- **Aim**
Count the lines in the entries below that contain the word "pale", and give only that number.

● ● ● ● ●

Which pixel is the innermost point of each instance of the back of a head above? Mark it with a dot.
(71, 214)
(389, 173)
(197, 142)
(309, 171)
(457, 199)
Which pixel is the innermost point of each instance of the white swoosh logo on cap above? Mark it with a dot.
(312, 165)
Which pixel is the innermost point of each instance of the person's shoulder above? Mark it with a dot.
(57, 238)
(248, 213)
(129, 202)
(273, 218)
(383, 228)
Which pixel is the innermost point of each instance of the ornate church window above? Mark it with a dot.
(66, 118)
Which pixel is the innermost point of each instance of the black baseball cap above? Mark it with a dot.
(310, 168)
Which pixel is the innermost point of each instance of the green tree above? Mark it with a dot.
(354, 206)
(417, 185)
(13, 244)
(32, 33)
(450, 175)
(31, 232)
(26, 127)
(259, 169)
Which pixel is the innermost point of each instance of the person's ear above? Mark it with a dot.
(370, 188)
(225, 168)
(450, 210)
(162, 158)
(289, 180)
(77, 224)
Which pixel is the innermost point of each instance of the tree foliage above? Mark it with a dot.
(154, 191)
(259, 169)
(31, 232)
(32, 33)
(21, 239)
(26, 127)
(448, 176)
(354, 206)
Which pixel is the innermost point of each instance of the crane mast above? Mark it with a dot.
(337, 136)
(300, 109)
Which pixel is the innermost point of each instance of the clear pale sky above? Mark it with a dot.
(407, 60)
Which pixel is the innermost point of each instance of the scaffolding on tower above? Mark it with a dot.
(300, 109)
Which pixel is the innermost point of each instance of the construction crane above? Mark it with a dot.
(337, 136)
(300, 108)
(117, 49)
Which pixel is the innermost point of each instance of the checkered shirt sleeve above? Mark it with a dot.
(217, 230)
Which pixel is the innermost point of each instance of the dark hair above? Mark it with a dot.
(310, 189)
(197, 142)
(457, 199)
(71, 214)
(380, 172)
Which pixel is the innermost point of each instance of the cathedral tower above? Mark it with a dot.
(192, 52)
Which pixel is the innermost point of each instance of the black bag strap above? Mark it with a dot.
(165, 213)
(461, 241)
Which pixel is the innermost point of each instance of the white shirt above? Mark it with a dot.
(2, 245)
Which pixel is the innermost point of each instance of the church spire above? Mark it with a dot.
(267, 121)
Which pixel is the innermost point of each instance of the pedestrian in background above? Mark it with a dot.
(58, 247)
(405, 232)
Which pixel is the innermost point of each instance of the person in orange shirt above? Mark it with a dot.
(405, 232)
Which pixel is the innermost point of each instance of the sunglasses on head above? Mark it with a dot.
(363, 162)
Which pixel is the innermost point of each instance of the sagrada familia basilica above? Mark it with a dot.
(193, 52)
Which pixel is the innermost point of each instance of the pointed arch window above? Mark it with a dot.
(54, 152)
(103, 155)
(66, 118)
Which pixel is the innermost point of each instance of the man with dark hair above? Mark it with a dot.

● ● ● ● ●

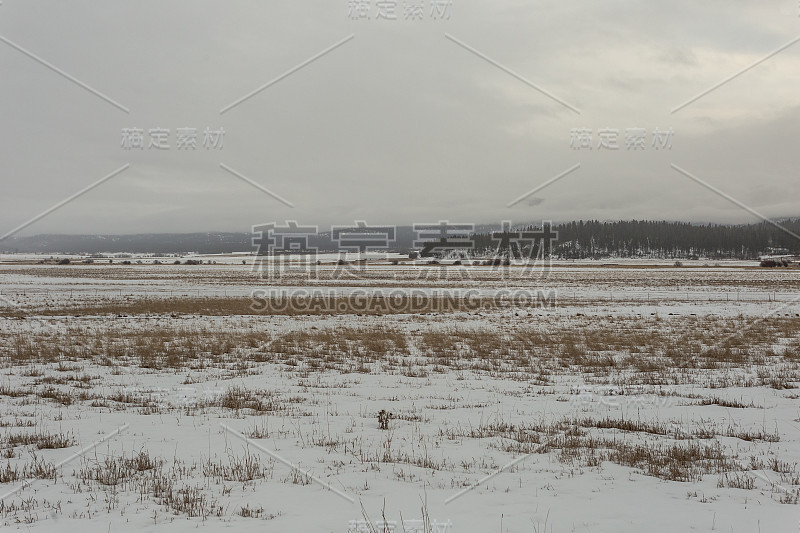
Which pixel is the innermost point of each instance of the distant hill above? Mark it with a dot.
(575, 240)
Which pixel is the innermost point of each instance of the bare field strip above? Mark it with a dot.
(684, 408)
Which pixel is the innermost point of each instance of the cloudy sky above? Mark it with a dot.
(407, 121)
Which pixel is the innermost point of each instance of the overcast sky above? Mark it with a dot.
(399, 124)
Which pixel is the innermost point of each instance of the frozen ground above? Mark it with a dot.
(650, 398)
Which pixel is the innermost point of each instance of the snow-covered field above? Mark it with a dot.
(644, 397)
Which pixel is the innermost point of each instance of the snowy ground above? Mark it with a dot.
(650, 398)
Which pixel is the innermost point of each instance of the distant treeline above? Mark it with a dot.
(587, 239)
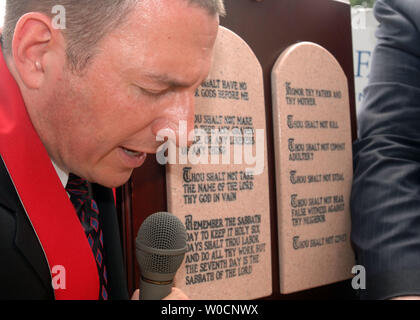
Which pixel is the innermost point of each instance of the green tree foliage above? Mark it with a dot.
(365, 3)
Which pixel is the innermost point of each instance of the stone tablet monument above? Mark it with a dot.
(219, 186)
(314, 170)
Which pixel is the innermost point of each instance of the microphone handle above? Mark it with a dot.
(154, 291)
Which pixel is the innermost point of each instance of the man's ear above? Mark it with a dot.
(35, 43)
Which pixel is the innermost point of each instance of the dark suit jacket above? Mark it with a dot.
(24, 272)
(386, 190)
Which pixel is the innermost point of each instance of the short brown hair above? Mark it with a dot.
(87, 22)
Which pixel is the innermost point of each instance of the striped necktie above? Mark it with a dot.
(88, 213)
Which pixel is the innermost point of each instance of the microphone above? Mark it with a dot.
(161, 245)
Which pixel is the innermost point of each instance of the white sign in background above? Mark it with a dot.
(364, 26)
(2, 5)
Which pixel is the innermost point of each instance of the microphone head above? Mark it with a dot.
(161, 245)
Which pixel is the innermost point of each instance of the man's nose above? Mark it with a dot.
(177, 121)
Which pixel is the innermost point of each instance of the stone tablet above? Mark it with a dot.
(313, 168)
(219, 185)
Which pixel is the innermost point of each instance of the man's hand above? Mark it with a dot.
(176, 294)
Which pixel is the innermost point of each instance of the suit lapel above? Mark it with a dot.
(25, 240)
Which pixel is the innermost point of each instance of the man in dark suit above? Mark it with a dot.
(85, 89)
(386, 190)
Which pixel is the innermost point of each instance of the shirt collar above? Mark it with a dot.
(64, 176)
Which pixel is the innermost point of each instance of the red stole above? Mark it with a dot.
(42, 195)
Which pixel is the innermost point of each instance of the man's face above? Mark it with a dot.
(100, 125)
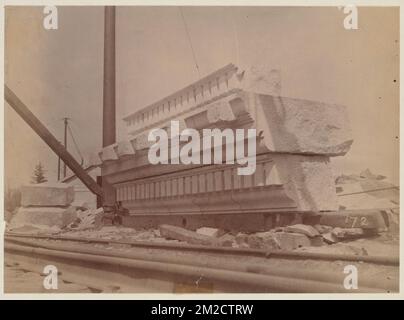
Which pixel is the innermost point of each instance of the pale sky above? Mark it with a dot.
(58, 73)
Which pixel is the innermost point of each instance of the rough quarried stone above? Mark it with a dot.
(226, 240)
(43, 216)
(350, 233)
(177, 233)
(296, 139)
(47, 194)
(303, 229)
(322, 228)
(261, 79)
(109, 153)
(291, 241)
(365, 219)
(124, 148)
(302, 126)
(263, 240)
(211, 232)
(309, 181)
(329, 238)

● ● ● ● ●

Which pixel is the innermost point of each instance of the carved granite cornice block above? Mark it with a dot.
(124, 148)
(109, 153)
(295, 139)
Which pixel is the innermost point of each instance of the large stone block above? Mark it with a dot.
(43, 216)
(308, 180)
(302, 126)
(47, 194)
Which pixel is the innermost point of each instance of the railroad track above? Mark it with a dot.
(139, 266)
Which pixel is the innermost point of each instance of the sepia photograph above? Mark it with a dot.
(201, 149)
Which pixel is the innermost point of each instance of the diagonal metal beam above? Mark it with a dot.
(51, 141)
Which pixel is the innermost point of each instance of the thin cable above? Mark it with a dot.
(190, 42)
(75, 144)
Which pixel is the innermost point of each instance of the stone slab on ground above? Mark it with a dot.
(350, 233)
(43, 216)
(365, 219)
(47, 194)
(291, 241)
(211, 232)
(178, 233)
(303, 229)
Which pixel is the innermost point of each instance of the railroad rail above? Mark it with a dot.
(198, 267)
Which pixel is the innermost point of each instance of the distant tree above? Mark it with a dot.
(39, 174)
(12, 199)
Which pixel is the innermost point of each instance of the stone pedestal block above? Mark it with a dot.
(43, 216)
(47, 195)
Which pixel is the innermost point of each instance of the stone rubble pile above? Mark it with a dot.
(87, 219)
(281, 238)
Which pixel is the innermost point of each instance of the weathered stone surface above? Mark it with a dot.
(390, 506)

● ● ● ● ●

- **Solution**
2